[Stored data entries]
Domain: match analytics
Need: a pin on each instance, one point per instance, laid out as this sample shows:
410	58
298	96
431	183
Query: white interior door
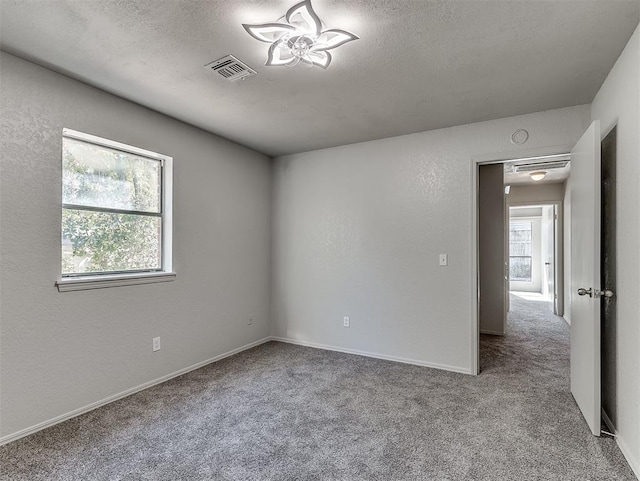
549	255
585	275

• WHAT THE TASK ASKS:
Every entry above should be returned exactly, with no images included.

• SOLUTION FOR THIS EXERCISE:
Domain: match analytics
Need: a pin on each instance, one point per instance, laid out as this sample shows:
410	58
298	96
431	183
Query: white interior door
549	255
585	275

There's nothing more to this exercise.